Do this:
Please reproduce the items verbatim, beginning with their first line and stopping after the line that contains "rings combine even-odd".
-- Raw records start --
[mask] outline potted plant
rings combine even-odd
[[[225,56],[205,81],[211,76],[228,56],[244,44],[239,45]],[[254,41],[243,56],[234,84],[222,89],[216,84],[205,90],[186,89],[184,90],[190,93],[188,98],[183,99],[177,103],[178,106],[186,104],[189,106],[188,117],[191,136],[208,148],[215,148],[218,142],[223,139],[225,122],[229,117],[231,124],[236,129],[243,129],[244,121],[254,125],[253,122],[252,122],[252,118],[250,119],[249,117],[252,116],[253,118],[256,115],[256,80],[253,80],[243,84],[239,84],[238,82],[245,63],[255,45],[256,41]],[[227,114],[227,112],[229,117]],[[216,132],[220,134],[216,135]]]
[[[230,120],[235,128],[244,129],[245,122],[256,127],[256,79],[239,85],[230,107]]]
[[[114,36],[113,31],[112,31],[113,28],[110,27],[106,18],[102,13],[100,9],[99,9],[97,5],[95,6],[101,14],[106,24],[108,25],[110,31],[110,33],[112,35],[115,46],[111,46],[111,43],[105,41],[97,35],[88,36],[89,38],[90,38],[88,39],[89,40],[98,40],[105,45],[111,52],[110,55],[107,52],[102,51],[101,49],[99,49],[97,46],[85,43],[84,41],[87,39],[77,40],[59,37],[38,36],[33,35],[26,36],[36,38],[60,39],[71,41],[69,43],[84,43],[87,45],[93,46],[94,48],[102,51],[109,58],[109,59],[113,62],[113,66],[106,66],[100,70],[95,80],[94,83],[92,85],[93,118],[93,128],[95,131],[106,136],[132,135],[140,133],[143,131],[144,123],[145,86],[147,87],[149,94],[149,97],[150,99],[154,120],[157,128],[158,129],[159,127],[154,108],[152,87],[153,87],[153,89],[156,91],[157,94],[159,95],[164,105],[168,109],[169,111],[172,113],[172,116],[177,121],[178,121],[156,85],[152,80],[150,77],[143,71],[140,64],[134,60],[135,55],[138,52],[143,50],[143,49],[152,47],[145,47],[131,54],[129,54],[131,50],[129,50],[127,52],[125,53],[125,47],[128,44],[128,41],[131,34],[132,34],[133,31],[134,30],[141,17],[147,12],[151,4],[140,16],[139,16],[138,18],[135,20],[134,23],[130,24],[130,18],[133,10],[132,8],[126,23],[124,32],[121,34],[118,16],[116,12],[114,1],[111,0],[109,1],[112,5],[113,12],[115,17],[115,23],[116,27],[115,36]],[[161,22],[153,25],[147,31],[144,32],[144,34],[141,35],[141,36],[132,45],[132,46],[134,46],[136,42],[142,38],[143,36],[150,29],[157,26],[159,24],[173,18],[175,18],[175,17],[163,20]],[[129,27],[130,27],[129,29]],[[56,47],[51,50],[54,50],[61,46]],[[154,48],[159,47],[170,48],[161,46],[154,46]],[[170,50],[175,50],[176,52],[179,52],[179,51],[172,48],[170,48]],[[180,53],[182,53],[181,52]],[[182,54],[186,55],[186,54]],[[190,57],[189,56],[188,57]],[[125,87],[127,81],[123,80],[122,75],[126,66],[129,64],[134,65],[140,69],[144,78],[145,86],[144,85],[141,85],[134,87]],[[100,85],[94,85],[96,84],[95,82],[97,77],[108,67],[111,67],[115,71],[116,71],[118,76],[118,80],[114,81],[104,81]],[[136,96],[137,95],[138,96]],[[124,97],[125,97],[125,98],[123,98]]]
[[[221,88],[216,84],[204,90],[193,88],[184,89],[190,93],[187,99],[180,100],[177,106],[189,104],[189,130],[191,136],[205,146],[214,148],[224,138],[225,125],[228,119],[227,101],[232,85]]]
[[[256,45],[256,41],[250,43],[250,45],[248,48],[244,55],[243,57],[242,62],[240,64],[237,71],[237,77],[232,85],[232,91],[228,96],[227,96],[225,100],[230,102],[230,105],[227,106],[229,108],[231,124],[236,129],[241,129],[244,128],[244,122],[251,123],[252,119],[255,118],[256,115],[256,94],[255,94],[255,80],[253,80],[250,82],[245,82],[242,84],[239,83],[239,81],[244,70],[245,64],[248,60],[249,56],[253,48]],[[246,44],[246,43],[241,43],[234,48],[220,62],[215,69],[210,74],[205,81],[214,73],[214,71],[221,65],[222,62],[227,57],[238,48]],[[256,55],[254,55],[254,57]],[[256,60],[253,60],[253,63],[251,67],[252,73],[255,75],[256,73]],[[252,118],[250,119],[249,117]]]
-- Raw records end --
Response:
[mask] outline potted plant
rings combine even-odd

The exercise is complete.